--- start SUPPLIED MATERIAL ---
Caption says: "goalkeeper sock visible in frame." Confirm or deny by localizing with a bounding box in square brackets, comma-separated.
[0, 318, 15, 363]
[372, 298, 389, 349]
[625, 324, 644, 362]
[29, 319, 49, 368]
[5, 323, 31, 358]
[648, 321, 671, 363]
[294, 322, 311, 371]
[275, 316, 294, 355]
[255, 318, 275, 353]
--- end SUPPLIED MATERIAL ---
— STATED EXERCISE —
Shift each bounding box coordinate in the data above by -48, then write out every line of the data again, including the caption line, with the coordinates changed and all other text left unaltered.

— OUTPUT FOR THIS TASK —
Caption says: "goalkeeper sock visible in frame." Confirm or deny by localizing with a bounding box in square brackets, comma-separated.
[-48, 270, -33, 315]
[324, 250, 341, 301]
[577, 276, 596, 314]
[-19, 271, 1, 320]
[-43, 275, -17, 310]
[600, 273, 623, 315]
[246, 274, 263, 323]
[227, 268, 246, 307]
[207, 270, 227, 305]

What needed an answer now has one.